**What the task asks:** Wherever the string "building" shows up in the data below, copy the whole line.
★ ★ ★ ★ ★ ★ ★
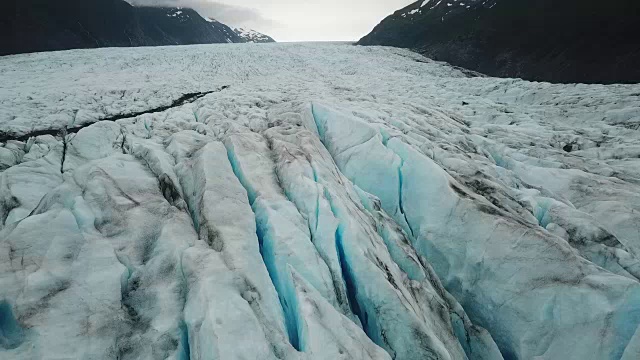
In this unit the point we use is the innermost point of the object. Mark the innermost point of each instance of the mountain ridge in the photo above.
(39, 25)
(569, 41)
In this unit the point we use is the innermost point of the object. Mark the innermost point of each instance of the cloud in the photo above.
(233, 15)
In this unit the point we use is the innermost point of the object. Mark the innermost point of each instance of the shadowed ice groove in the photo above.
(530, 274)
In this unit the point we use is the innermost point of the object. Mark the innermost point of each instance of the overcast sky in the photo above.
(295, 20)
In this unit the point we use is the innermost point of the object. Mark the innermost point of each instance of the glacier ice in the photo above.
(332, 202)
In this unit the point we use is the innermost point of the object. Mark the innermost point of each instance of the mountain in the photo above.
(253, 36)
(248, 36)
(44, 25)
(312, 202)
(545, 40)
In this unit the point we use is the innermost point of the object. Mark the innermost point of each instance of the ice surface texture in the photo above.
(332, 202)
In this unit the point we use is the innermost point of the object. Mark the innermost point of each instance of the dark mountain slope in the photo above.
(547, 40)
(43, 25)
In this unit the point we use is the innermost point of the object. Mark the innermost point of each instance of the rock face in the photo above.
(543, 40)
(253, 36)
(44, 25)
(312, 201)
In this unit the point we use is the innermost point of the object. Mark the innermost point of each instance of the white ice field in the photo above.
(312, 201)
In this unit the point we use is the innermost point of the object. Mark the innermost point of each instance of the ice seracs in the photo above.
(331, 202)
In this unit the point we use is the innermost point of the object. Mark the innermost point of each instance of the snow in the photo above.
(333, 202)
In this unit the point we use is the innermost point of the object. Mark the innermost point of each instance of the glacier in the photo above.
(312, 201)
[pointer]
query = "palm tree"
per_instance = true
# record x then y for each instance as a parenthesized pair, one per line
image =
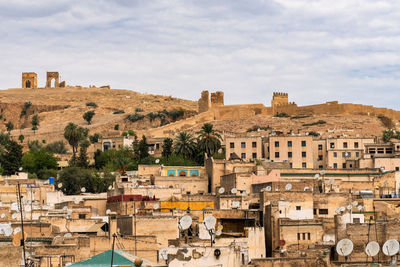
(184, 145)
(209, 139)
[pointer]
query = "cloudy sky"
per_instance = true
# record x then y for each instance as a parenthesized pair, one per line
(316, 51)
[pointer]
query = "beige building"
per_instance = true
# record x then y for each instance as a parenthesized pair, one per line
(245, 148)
★ ★ ★ ★ ★ ★ ★
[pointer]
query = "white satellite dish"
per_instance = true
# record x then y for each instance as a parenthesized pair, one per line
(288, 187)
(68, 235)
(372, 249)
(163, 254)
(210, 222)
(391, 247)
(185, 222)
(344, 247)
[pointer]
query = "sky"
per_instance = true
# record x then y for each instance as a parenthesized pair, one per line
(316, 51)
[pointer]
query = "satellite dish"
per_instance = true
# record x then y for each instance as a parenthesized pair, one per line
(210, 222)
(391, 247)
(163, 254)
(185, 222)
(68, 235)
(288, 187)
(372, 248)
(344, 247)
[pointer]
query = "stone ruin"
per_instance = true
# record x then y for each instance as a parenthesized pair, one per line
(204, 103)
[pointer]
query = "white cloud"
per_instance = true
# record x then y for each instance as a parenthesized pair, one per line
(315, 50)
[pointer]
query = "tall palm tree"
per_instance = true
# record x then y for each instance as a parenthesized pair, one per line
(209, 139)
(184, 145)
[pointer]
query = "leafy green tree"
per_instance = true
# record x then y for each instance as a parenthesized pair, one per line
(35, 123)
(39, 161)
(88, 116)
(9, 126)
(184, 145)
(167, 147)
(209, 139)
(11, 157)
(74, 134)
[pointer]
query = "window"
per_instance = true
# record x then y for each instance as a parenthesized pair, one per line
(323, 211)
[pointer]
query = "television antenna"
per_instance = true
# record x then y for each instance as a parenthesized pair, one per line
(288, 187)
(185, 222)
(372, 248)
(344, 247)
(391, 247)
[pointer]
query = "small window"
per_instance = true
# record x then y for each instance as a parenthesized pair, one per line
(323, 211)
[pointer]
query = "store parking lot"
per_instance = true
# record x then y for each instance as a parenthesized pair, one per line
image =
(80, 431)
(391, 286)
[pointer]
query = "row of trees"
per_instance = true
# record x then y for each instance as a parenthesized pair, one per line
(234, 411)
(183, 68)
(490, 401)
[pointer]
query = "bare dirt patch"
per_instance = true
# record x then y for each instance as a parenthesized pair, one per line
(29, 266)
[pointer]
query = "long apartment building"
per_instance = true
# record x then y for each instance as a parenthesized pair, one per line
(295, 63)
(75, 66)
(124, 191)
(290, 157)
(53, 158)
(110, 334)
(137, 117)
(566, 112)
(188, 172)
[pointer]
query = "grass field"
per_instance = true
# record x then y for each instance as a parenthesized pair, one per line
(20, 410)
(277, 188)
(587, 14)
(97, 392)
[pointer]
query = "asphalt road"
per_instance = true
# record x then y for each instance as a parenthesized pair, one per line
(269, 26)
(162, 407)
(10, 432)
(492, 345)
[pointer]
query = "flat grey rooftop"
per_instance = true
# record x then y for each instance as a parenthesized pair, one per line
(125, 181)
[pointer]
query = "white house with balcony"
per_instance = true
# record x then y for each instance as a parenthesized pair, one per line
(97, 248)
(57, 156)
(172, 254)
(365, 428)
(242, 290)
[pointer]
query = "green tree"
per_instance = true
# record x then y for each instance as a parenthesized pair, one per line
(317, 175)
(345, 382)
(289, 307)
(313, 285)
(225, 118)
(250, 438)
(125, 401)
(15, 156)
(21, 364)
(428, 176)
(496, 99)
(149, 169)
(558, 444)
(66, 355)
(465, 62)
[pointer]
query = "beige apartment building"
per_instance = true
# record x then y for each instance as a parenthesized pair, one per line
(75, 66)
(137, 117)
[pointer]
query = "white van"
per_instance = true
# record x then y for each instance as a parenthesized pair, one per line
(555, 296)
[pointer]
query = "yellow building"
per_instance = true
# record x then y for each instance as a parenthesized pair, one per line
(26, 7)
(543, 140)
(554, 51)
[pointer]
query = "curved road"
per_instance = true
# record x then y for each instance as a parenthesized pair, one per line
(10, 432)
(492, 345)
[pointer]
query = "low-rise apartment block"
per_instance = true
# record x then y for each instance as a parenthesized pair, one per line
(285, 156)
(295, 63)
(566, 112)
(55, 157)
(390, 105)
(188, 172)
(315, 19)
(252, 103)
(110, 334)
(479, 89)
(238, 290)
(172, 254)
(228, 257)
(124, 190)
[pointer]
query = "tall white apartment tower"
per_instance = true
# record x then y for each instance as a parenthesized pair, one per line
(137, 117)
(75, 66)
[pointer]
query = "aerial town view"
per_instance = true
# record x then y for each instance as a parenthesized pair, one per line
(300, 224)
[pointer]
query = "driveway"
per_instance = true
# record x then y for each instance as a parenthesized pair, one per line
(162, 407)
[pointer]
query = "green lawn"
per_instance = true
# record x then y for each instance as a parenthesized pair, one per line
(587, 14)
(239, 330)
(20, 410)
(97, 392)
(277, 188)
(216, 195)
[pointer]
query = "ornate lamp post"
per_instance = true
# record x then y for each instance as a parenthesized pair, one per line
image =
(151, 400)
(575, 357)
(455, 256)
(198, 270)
★ ★ ★ ★ ★ ★ ★
**Your solution:**
query = "beige building"
query = "long apartment building"
query = "beige apartment building"
query = "yellow building"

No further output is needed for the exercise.